Document extract:
-- Opening Marker --

In 2020, Pharos announced plans to evaluate the North Beni Suef concession and to target emission reduction at the El Fayum concession.

=== Israel ===
In October 2019, Israel's Energy Ministry granted Pharos, along with Cairn Energy and Ratio Oil, eight offshore exploration licenses for offshore blocks.

== Previous operations ==

=== MENA ===

==== Tunisia ====
In 1998, production in Tunisia commenced from the Didon field until the company let go of its Didon/Zarat interests in Tunisia in 2004.

==== Yemen ====
In 2008 the company agreed to sell its operations in Yemen to Sinochem for $US465 million.

=== Sub-Saharan Africa ===

==== Angola ====
From July 2007, SOCO held a 17% interest in Cabinda Onshore North Block, in the North Congo Basin, onshore western Cabinda in Angola. In 2016, the company sold its Angola interests to Quill Trading Corporation and WMLC Resources for US$5 million.

==== Congo Brazzaville ====
The Group entered Brazzaville, Congo, following the signing of the Production Sharing Agreement in Block Marine XI in 2006. In February 2016, the company started drilling the Baobab Marine-1 well in the Mer Profonde Sud block offshore the Congo Brazzaville – Marine XI. The well targeted gross prospective recoverable resources of 330 million barrels of oil. In 2018, the Company sold its interests in Congo Brazzaville for $US10 million to Coastal Energy.

====Democratic Republic of the Congo====
SOCO's operations in eastern Democratic Republic of Congo in the Onshore North Congo Basin commenced in 2013 with a short bathymetry study of Lake Edward and ceased in August 2014, in accordance with its June 2014 public commitment.

In 2012 SOCO began to explore for oil in the Virunga National Park, Democratic Republic of the Congo, a UNESCO World Heritage Site which is home to 200 of the remaining 700 endangered mountain gorilla. SOCO said it was not drilling for oil and had no plans to drill. Drilling was strongly opposed and condemned by the World Wide Fund for Nature. In 2010 SOCO received a Presidential decree from the Democratic Republic of Congo (DRC) to explore for hydrocarbons in Block V, in the southern Albertine Graben, onshore eastern DRC. Block V encompassed an area of the Virunga National Park, a World Heritage Site, including a part of Lake Edward. SOCO had advised that Block V was not located close to the Mikeno Section, which is home to the mountain gorillas.

In January 2011 SOCO employees allegedly forced their way into the Park, resulting in the conservation head of the park and several international agencies declaring their intention to bring lawsuits against SOCO. SOCO's share price subsequently fell. SOCO's Deputy Chief Executive Officer Roger Cagle said at the time that "The forcible entry is blatantly false." Cagle said SOCO was with a provincial member of parliament and had permission to enter the park.

In September 2011 former Minister Jose Endundo passed an order giving SOCO the authorisation to conduct the evaluation of hydrocarbons in the context of the Strategic Environmental Evaluation.

-- Closing Marker --

Data excerpts:
-- Opening Marker --

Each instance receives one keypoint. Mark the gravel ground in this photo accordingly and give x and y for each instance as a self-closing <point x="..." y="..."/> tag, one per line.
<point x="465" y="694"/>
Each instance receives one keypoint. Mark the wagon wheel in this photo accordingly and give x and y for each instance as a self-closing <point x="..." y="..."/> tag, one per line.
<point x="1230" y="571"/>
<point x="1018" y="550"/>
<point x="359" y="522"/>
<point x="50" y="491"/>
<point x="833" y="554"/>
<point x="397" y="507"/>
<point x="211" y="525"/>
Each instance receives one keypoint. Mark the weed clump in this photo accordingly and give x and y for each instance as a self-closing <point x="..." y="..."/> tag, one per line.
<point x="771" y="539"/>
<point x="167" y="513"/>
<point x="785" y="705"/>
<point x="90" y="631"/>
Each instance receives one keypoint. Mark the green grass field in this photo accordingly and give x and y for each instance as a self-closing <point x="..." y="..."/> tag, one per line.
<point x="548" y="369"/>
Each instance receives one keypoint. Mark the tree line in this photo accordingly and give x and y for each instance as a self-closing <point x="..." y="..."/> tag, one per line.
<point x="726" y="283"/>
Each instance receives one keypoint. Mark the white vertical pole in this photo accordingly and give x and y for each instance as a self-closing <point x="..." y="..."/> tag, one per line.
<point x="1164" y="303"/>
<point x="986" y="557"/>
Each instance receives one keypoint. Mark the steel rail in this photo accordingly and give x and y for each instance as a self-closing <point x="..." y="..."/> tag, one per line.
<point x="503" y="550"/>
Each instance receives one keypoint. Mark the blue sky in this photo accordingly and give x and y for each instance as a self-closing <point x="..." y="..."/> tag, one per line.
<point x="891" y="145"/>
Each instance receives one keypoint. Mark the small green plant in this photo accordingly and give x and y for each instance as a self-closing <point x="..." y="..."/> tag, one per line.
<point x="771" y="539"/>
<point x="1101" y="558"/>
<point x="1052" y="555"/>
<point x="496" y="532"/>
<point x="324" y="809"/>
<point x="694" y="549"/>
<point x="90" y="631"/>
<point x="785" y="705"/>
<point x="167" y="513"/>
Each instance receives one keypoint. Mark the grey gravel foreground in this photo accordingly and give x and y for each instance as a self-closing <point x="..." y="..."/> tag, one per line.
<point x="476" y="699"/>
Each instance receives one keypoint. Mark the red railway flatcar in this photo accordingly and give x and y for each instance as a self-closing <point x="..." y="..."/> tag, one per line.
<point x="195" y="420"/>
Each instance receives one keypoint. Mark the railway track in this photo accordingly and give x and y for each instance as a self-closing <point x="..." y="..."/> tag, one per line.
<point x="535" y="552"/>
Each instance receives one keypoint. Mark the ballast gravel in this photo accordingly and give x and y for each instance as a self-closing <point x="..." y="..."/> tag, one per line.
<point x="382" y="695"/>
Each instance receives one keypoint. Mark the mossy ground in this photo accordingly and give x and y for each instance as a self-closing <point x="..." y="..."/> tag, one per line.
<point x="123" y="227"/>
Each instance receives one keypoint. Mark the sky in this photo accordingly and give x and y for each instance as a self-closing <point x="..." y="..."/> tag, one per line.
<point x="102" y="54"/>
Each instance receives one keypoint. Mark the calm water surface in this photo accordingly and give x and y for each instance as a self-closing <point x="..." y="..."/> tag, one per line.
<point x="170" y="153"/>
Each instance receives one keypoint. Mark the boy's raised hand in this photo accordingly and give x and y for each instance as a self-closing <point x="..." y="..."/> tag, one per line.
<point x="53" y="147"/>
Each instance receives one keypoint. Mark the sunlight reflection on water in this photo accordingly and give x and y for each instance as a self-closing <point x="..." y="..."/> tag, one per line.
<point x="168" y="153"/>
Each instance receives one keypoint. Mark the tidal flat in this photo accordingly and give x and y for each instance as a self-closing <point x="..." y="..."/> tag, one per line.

-- Closing Marker --

Task statement: Summarize the text on the company's oil and gas operations in three sentences.

Exercise response: In 2020 Pharos announced plans for its North Beni Suef and El Fayum concessions, and in 2019 Israel's Energy Ministry granted it, along with Cairn Energy and Ratio Oil, eight offshore exploration licenses. Among its previous operations, the company let go of its Tunisian interests in 2004, agreed to sell its Yemen operations in 2008, and sold its interests in Angola in 2016 and in Congo Brazzaville in 2018. In the Democratic Republic of the Congo, SOCO explored in Block V, which took in part of Virunga National Park, a World Heritage Site home to endangered mountain gorillas, and drilling there was strongly opposed by the World Wide Fund for Nature before SOCO's operations ceased in August 2014.